Stated goal 1:
Extract every line of the records that contains the string "vegetation". Case counts.

** begin Text passage **

Fig. 10. Number of hot/cold clean pages in buffer for T1 under 2MB buffer.

We believe that the poor performance of CCF-LRU and PT-LRU in terms of buffer hit ratios is mainly due to the lack of intelligence of identifying hot clean pages. As shown in Figure 10, the x-axis is the virtual time which ticks at each page reference and the y-axis is the number of buffered hot/cold clean pages. It clearly shows that both CCF-LRU and PT-LRU evict almost all clean pages soon. The reason is that they always evict the cold clean pages first, and thus the cold clean lists tend to be empty over time, in which case newly referenced clean pages will be evicted immediately and can hardly become hot. As a result, few clean pages can be kept in the buffer cache as the system runs. On the contrary, GASA avoids this problem due to its efficient scheme to protect potential hot pages.

** end Text passage **
** begin Records provided **

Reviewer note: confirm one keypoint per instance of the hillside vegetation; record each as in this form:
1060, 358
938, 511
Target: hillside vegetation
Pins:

** end Records provided **

Stated goal 2:
Answer these questions from the buffer hit ratio passage:
(a) What does the x-axis in Figure 10 represent?
(b) Which pages do CCF-LRU and PT-LRU always evict first?
(c) What lets GASA avoid the problem described?

Full answer 1:
Reviewer note: confirm one keypoint per instance of the hillside vegetation; record each as in this form:
Target: hillside vegetation

Full answer 2:
(a) The virtual time, which ticks at each page reference.
(b) The cold clean pages.
(c) Its efficient scheme to protect potential hot pages.